* _Provided data_:
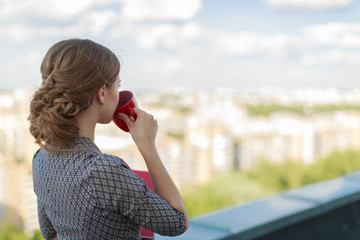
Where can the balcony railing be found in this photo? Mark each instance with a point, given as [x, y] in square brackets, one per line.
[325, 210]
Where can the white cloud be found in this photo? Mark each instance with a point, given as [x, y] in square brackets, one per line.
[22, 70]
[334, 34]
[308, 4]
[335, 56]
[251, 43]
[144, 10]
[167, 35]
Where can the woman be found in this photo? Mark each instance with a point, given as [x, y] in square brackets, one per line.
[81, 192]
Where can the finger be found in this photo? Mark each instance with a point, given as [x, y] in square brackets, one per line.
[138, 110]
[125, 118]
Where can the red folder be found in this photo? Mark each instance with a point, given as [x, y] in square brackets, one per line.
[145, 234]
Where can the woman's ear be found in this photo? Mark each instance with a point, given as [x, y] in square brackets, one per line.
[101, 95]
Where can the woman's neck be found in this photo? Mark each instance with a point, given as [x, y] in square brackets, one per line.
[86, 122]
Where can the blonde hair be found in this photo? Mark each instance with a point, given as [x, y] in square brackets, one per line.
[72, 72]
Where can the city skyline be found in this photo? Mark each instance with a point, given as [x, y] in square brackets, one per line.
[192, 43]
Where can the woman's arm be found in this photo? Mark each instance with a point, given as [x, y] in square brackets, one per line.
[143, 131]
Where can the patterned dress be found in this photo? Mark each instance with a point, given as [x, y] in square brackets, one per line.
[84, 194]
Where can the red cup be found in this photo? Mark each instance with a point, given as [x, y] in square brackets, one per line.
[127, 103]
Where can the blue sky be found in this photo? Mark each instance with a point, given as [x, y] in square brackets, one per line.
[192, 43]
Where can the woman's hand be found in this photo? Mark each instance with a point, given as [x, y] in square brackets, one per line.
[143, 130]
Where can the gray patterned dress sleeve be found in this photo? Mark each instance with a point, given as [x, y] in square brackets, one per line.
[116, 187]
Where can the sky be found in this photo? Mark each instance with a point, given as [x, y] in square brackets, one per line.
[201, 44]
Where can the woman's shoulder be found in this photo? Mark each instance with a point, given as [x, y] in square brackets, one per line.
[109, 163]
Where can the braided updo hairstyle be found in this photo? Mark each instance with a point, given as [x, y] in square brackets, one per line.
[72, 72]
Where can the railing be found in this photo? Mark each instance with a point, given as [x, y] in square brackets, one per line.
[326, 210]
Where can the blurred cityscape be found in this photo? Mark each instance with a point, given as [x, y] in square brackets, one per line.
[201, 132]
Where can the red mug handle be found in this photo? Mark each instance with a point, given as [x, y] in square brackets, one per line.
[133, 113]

* _What the exercise asks_: Reproduce every line of the records above word for word, including the points, and leave out the picture.

* _Response below_:
Where can the balcony railing be found in this photo? Mark each instance with a point, given as [x, y] in square brackets, one per line.
[325, 210]
Where can the white cloud be found in this photo? Mark each instance with a point, given as [x, y] in square brackets, one per line.
[22, 70]
[334, 34]
[308, 4]
[335, 56]
[251, 43]
[144, 10]
[167, 35]
Where can the woman be found in this photo? Mark each instance with a point, given as [x, y] in square brackets, one per line.
[81, 192]
Where can the finger be found in this photo? Mark each instance with a point, given as [x, y] in square brackets, one per line.
[138, 110]
[125, 118]
Where can the red folder be found in this photo? Mark each instance with a point, given as [x, y] in square brackets, one per line.
[145, 234]
Where can the woman's ear be found in this photo? Mark each instance with a point, given as [x, y] in square brackets, one per line.
[101, 95]
Where can the woman's neck be found in this photo? Mark each instance with a point, given as [x, y] in square brackets, one per line.
[86, 122]
Where can the blonde hair be found in this photo? Mark each instance with a point, given as [x, y] in square brackets, one per line.
[72, 72]
Where can the city skyline be found in this photo? Mark each instance with a point, given as [x, y] in square brackets, one per line.
[192, 43]
Where can the woman's arm be found in this photo? Mark each instance with a point, given as [x, y] in square brackets, one per line.
[143, 131]
Where can the patterned dress be found in this photo? Mark each instance with a point, given as [x, y] in square brackets, one per line.
[84, 194]
Where can the red cup be found in this photo? Mark each instance with a point, given as [x, y] in square brackets, one per line.
[127, 103]
Where can the blue sky be found in this photo? Mark each instance with a point, given as [x, y] in square brackets, one per line.
[192, 43]
Where can the woman's hand be found in this photo? Mark each instance with a point, given as [x, y] in square brackets, one per line.
[143, 130]
Where can the gray patterned dress sleeve be found in this photo? Mark each instance with a point, given as [x, y] in square brackets, one per line.
[116, 187]
Where can the sky be found in this photo? Mark each instance with a point, given as [x, y] in square brackets, one per line.
[201, 44]
Where can the woman's shoulder be found in this photo? Mark each instance with a point, given as [x, y] in square brackets, one per line.
[109, 163]
Where can the braided updo hairstyle be found in this photo? Mark each instance with a point, given as [x, y] in square brackets, one per line.
[72, 72]
Where can the railing be found in this photo? Mark each instance with a point, given as [x, y] in square brackets, one per line.
[326, 210]
Where can the blurred cityscape be found in this photo? Mark each instance with a point, given as [x, y] in square brackets, one per line.
[201, 132]
Where can the red mug handle be found in this photo? Mark each instance with a point, given as [x, y] in square brackets, one per line.
[133, 113]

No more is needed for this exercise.